AIM OF THE TASK:
From the rows below, pull out every line that contains the word "wing" and copy each of those lines unchanged.

Position annotation records
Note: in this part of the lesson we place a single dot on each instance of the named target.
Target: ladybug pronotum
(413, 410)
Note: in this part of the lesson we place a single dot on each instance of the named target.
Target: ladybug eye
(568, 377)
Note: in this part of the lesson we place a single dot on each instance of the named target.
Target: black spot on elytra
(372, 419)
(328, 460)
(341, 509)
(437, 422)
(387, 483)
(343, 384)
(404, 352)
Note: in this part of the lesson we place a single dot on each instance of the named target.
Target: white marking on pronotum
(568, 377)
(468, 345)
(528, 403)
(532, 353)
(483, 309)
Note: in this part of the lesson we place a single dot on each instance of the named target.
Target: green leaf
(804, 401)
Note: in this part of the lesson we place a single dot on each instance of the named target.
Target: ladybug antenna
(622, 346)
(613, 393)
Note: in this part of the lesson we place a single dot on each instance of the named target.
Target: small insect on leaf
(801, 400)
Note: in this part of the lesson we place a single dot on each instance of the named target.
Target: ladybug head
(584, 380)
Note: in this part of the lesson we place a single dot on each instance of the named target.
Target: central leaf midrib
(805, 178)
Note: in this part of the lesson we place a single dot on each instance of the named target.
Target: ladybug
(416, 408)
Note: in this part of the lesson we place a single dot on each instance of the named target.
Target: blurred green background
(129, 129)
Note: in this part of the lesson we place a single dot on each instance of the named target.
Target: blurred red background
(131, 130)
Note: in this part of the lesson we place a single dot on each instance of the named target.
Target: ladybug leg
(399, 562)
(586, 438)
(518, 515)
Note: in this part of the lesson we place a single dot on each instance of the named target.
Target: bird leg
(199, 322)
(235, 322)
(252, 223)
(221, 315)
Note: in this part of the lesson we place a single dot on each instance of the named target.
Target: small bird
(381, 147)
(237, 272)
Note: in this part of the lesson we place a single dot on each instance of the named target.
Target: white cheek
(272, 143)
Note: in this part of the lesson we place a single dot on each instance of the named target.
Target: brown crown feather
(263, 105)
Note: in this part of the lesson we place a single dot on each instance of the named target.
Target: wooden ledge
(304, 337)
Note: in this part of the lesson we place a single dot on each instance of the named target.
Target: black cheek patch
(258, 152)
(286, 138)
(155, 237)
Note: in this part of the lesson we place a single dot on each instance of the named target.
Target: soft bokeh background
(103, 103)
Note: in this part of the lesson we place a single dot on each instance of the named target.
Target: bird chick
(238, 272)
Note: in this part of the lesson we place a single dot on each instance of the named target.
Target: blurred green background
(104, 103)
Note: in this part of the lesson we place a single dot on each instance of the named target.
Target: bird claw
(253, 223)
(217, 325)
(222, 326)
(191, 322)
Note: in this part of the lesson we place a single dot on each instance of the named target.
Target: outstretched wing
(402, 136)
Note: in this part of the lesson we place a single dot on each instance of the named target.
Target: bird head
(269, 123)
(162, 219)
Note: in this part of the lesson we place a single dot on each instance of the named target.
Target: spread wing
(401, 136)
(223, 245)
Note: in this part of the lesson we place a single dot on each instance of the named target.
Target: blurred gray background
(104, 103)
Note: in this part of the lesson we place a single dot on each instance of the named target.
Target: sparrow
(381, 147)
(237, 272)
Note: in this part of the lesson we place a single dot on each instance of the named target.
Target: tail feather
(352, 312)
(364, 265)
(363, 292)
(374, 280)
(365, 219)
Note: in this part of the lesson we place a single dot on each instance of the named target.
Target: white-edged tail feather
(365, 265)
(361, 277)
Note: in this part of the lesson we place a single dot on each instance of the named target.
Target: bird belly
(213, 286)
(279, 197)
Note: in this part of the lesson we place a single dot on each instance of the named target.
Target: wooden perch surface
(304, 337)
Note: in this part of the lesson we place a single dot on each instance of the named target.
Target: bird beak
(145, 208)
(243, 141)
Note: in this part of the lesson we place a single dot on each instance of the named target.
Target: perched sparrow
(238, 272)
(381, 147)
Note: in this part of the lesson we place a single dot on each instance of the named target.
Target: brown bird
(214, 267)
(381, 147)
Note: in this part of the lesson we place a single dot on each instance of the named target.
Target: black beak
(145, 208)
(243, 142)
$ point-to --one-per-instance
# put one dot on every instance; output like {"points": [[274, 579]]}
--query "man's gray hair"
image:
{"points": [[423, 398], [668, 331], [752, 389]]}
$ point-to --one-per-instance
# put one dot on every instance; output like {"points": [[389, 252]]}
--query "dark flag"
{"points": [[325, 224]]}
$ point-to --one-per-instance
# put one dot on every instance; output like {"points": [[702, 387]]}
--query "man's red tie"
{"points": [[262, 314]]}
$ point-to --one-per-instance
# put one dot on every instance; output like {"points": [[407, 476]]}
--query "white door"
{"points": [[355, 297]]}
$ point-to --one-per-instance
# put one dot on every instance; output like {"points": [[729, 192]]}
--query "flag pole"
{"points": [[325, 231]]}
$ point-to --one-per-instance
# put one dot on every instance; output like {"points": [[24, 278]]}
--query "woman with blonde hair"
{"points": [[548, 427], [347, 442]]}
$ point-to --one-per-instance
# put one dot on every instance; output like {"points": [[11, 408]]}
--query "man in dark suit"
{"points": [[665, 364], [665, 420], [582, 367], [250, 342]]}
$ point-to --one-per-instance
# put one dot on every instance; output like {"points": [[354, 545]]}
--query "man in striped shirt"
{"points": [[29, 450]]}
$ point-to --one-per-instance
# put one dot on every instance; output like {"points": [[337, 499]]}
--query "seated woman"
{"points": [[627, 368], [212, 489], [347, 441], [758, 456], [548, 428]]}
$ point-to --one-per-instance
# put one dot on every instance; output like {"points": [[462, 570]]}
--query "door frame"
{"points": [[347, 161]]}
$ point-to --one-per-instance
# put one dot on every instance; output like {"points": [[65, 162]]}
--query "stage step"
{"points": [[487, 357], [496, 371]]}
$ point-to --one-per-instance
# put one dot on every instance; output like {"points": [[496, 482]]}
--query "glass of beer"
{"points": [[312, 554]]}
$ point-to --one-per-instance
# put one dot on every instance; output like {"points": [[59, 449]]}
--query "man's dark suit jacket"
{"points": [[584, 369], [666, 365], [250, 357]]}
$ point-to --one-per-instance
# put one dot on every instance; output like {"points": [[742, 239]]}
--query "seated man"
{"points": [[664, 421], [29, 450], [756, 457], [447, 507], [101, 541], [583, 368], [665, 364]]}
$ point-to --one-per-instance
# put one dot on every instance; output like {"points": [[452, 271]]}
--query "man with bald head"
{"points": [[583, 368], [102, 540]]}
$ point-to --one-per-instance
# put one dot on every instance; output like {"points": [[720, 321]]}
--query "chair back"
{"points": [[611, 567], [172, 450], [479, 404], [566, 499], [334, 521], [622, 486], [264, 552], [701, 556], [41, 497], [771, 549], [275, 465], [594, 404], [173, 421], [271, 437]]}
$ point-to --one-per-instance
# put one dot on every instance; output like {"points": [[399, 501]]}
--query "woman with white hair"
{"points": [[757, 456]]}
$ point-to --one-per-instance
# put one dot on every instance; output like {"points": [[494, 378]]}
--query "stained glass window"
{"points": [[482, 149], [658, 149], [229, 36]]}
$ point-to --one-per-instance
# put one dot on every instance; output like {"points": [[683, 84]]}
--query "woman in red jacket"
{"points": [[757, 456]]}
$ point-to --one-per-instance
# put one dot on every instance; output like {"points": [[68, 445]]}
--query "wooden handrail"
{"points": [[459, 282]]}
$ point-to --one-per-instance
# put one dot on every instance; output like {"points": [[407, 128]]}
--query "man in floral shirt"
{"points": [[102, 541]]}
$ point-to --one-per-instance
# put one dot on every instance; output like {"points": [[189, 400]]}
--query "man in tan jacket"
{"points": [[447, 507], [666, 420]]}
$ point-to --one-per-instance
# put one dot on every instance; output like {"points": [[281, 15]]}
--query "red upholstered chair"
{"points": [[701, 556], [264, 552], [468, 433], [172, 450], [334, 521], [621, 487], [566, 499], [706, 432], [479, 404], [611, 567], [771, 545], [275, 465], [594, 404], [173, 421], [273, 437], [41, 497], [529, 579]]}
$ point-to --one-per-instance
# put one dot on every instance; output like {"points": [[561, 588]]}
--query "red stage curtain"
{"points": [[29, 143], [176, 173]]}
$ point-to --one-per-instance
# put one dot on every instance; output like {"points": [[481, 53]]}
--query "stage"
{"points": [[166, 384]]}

RESPONSE TO THE EXERCISE:
Target: outstretched wing
Target: spread wing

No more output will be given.